* Material for the task *

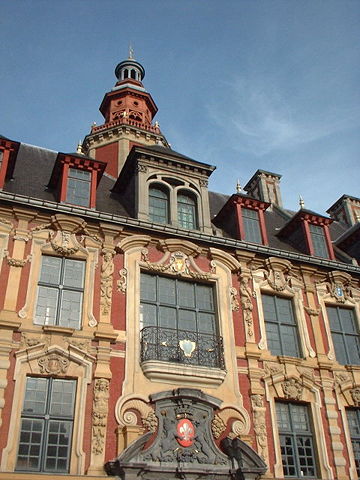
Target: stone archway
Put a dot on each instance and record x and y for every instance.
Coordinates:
(183, 446)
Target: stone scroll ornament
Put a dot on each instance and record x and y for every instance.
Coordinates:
(107, 270)
(99, 415)
(183, 445)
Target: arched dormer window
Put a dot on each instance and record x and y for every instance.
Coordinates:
(158, 204)
(186, 207)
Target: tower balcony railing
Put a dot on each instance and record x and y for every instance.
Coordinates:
(182, 346)
(126, 122)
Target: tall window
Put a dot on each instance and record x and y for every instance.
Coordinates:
(60, 292)
(353, 417)
(186, 206)
(281, 328)
(178, 321)
(319, 241)
(296, 440)
(345, 335)
(158, 205)
(78, 187)
(46, 425)
(251, 225)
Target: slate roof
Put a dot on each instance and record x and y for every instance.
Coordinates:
(34, 166)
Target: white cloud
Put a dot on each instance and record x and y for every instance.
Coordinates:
(260, 119)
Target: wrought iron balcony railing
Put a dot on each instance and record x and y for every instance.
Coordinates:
(181, 346)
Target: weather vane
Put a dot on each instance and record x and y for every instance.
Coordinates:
(131, 52)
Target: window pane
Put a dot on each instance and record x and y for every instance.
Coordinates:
(319, 241)
(50, 270)
(166, 291)
(78, 187)
(46, 307)
(70, 315)
(62, 398)
(158, 205)
(31, 436)
(205, 297)
(186, 212)
(148, 287)
(74, 273)
(281, 328)
(186, 294)
(58, 446)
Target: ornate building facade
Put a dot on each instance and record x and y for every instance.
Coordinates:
(152, 328)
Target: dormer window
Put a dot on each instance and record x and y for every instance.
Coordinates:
(318, 241)
(158, 205)
(186, 205)
(251, 225)
(78, 187)
(243, 217)
(309, 232)
(79, 176)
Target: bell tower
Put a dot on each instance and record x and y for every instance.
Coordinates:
(128, 110)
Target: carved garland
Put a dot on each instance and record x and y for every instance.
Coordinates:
(178, 263)
(99, 415)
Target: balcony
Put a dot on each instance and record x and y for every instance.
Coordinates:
(182, 347)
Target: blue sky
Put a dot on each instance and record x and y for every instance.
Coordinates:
(240, 84)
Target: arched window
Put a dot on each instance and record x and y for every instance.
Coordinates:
(186, 205)
(158, 205)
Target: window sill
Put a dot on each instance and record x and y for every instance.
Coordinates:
(185, 374)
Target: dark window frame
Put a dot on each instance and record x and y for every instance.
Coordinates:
(344, 351)
(354, 429)
(251, 225)
(297, 445)
(61, 291)
(41, 444)
(165, 324)
(74, 181)
(281, 327)
(165, 204)
(187, 210)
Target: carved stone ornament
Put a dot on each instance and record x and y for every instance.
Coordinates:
(355, 393)
(14, 262)
(273, 369)
(339, 286)
(64, 243)
(260, 425)
(53, 364)
(293, 389)
(217, 426)
(28, 341)
(184, 444)
(122, 283)
(178, 263)
(99, 415)
(106, 275)
(233, 300)
(246, 304)
(150, 422)
(141, 168)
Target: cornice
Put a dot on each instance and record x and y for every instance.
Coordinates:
(151, 228)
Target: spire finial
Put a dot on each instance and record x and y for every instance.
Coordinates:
(238, 187)
(131, 52)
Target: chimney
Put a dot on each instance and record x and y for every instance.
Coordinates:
(346, 210)
(265, 186)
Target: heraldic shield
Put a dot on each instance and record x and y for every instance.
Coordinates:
(183, 445)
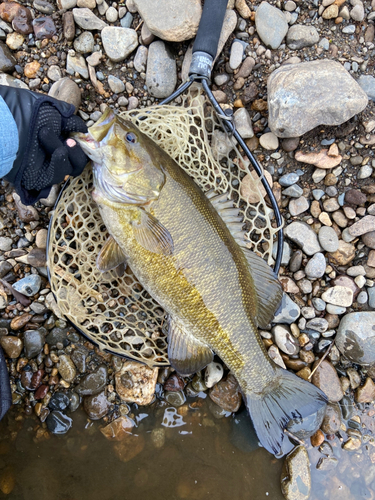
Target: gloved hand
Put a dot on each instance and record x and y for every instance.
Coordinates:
(45, 154)
(5, 394)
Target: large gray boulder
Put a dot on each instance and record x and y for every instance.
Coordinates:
(306, 95)
(355, 337)
(171, 20)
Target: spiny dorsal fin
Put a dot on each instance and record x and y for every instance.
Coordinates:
(152, 235)
(186, 354)
(268, 288)
(230, 215)
(110, 256)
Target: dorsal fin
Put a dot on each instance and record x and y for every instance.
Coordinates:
(267, 286)
(230, 215)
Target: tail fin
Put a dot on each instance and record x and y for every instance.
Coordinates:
(286, 398)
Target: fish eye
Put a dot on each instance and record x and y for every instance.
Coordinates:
(130, 137)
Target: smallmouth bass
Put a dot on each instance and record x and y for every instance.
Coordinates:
(186, 248)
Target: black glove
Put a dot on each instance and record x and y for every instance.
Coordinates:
(44, 158)
(5, 394)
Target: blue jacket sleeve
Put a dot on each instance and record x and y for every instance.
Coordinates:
(8, 139)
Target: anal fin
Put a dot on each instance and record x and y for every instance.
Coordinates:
(267, 286)
(186, 354)
(110, 256)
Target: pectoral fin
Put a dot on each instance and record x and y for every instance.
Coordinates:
(152, 235)
(267, 286)
(110, 256)
(186, 354)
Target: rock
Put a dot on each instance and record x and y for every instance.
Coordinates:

* Exercise objective *
Reproduce the records verbatim, starting at the line containing "Target: blue jacket sleeve" and ending at the end of the records.

* Result of this exercise *
Target: blue jacket sleeve
Put a dot on each instance and record x and y for every instance.
Coordinates:
(8, 139)
Target: anal fin
Put a dot on each instance and record x and y for every instance.
Coordinates:
(267, 286)
(186, 354)
(110, 256)
Target: pectoral fin
Put a dot on each instance and record x and y for every instance.
Coordinates:
(152, 235)
(267, 286)
(110, 256)
(186, 354)
Target: rock
Put a dot on each instance and record x and y for every instance.
Coordinates:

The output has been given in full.